**Brief**
Please transcribe the records precisely; pictures stay out of your copy.

**Data provided**
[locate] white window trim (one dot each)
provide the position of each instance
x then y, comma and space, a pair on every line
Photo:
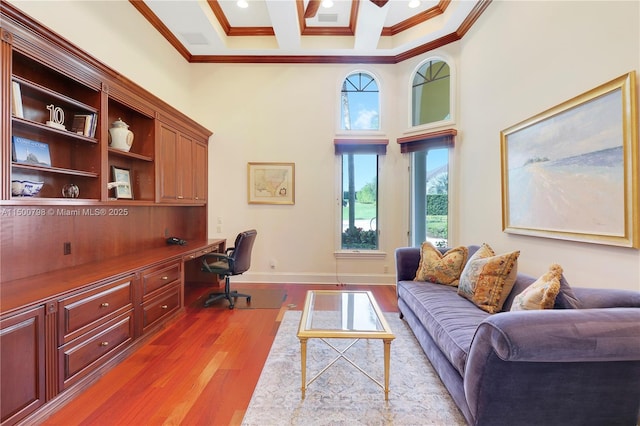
351, 253
452, 97
369, 132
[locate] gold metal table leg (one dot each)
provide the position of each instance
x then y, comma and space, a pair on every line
387, 363
303, 362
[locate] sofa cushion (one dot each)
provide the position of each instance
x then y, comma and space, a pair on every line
487, 279
441, 268
450, 320
542, 293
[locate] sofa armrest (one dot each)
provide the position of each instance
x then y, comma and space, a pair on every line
563, 335
407, 261
565, 366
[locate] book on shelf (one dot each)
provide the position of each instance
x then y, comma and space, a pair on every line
27, 151
16, 100
84, 124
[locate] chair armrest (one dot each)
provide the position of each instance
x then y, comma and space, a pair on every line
407, 261
215, 257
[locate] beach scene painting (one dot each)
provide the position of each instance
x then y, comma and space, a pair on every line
569, 172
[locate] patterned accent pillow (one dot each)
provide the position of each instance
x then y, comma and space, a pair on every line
542, 293
438, 268
487, 279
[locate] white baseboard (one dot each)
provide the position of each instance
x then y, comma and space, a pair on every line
314, 278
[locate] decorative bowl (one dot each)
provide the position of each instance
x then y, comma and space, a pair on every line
25, 188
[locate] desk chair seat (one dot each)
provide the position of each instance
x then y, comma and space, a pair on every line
235, 261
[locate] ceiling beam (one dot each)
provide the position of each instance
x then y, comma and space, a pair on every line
370, 24
284, 19
312, 8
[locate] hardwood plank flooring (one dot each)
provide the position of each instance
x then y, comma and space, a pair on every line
201, 370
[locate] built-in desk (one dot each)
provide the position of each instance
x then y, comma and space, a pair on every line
63, 329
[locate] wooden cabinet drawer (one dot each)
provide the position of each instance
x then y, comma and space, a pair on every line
22, 372
83, 355
153, 280
159, 307
81, 312
199, 253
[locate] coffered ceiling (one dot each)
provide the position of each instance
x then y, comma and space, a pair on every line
307, 31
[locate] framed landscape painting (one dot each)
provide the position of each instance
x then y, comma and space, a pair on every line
571, 172
271, 183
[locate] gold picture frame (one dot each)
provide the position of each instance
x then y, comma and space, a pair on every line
122, 183
571, 172
271, 183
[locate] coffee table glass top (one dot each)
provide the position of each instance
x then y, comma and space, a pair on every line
336, 313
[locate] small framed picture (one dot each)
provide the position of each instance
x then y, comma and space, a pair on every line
32, 152
271, 183
122, 183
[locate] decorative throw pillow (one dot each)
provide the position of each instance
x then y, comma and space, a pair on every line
487, 279
542, 293
438, 268
566, 299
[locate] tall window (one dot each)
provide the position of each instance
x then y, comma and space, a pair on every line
359, 201
359, 110
359, 103
430, 209
430, 171
431, 93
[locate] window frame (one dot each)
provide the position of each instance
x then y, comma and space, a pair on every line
345, 146
425, 142
339, 118
452, 95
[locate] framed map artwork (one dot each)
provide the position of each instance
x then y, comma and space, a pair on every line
271, 183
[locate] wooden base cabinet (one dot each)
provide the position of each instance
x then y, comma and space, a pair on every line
22, 359
95, 325
162, 294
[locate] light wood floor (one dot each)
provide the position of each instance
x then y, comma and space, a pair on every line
201, 370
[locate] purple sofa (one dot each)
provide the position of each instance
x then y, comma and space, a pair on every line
546, 367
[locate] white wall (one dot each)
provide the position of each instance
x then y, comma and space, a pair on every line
519, 59
287, 113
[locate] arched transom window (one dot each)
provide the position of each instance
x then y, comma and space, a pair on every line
359, 103
431, 93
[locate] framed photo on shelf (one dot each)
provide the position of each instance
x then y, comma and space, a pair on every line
271, 183
16, 100
122, 183
27, 151
571, 172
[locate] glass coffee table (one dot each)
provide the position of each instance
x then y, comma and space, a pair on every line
336, 314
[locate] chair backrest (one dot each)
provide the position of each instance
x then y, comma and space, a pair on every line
241, 253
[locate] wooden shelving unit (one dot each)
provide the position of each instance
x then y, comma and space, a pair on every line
94, 246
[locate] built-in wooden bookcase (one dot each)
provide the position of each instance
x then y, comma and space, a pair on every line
102, 252
139, 160
41, 94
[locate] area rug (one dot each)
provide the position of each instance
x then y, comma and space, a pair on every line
344, 396
260, 299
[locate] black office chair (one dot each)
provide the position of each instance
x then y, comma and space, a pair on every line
235, 261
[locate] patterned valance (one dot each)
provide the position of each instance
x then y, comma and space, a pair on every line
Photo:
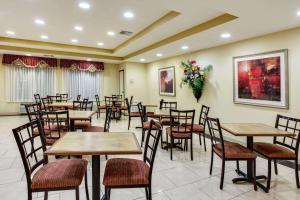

**Solution for this exercise**
[locate] white window trim (one dot each)
provide the position of each instance
x then y, comma and space, a pair on every line
Photo:
351, 253
452, 97
369, 132
[locate] gold metal table leg (one dot each)
provide the position of each instance
x then y, comma and space, a pair on every line
387, 363
303, 362
[locate] sofa cushion (one dot each)
provide the position of each instance
x then y, comma and space, a pair on every line
487, 279
441, 268
450, 320
542, 293
[locate] sofa armrest (one dot each)
provide the position of each instance
x then y, comma and space, a pair on every line
563, 335
407, 261
565, 366
[locate] book on shelf (one dot each)
provide the position of each instance
x then y, comma and space, a pair on every line
27, 151
16, 100
84, 124
[locate] chair armrest (one dot each)
provide the position of each instance
x then y, comma and space, a pair on every line
407, 261
215, 257
[locate] beach scene painting (one dot each)
provide the position of each instance
x then y, comma and space, a pair on every line
569, 172
[locate] patterned accent pillow (one dot each)
provide the position of each instance
x then y, comma and space, a pair on every line
542, 293
438, 268
487, 279
[locate] white baseboard (one dot each)
provide the position of each instance
x then y, comma and space, a pair on every line
314, 278
[locate] decorative bowl (one dot each)
provide the position of each instance
x then y, comma and space, a pair on every line
25, 188
[locate] desk chair seat (one dot each)
provide the position of each instance
x then y, comma and space, a pair on every line
235, 261
[locate] ceiling beam (one dot each)
provide the position of each instance
x then y, comma and space, a pair on every line
370, 24
284, 19
312, 8
[locate] hardwood plank flooring (one dot each)
provide the position of each instance
x then y, comma and space, a pair on every line
201, 370
[locate] built-in desk (one dot each)
provide the position of each instance
x then y, comma and space, a pair on every line
63, 329
[locate] wooden cabinet drawer (one dot each)
provide the position of each instance
x then y, comma and space, a pair on every line
22, 372
83, 355
153, 280
159, 307
81, 312
199, 253
[locate] coffered ceiling (one dot each)
provide the position of each instance
x then y, comma and space, a pair on every line
307, 31
[locate] framed landscape painting (one dot each)
provide the position of each instance
x then y, comma and space, a pair on every line
571, 172
271, 183
[locate] gold picture frame (one dot each)
provide the position of each instance
x then y, comma and space, a pair on every line
122, 183
571, 172
271, 183
[locate] coffee table glass top (one dot each)
provide the position of each instance
x then y, comma and space, a pair on every line
336, 313
[locate] small framed picture (one dot each)
provide the position of each instance
x then y, comma and space, a pair on every line
32, 152
271, 183
122, 183
[locate] decorative throw pillow (one dot each)
provide the position of each instance
x then y, comma and space, a pair on every line
487, 279
542, 293
438, 268
566, 299
[locate] tall window (one dot each)
provide the position of each instance
x then y, comma and space, a pair on every line
359, 201
359, 110
359, 103
430, 209
430, 171
431, 93
[locate] window frame (one dot each)
provide the position of each instance
x then y, comma and space, a pair on every line
345, 146
425, 142
339, 118
452, 95
[locate] framed map artwork (one dot each)
provide the position of each instance
x then y, comma and space, a pair on every line
271, 183
[locate] wooden base cabinet (one dot each)
provide the position of each instance
x then y, comma and space, a pair on every line
22, 359
95, 325
162, 294
[locate] light wood floor (one dot each)
provide the position of each instance
x then y, comma and space, a pair on every line
201, 370
[locate] purple sofa (one dot each)
provide the position of each instance
x then y, comma and space, a pair on every line
546, 367
[locate] white wall (one dot each)
provide the position of each instance
x then y, comma and space, a pair on every line
519, 59
287, 113
[locate] arched transom window (one dot each)
provide the position of each instance
x then y, comma and space, a pair on every line
359, 103
431, 93
[locate] framed photo on shelf (one dot each)
provide the position of each instance
x then y, comma and space, a pair on every line
271, 183
16, 100
122, 183
27, 151
571, 172
[locate] glass coffee table (one dot each)
provide the position of each instance
x then y, comma and space, a pair on every line
336, 314
[locate] chair backrest (one dot each)
provide the position of each instance
x then y, comma and space, a pair on every line
241, 253
[locate] wooden shelving unit (one dot each)
provide the position of each instance
x then y, comma and space, a pair on every line
94, 246
[locate] built-in wooden bookcase (one dot each)
provide the position of each instance
x then y, comma and space, a pair on every line
102, 252
139, 160
41, 94
[locate] area rug (one dot each)
provide the position of each instance
x then y, comma and space, a pair on every line
344, 396
260, 299
[locate] black office chair (one dot each)
provide the position of each instance
x then y, comma and space, a pair on every line
235, 261
[locate] patterned valance (one dot each)
provide the position of each instance
x then y, comma and space, a pair on every line
Photo:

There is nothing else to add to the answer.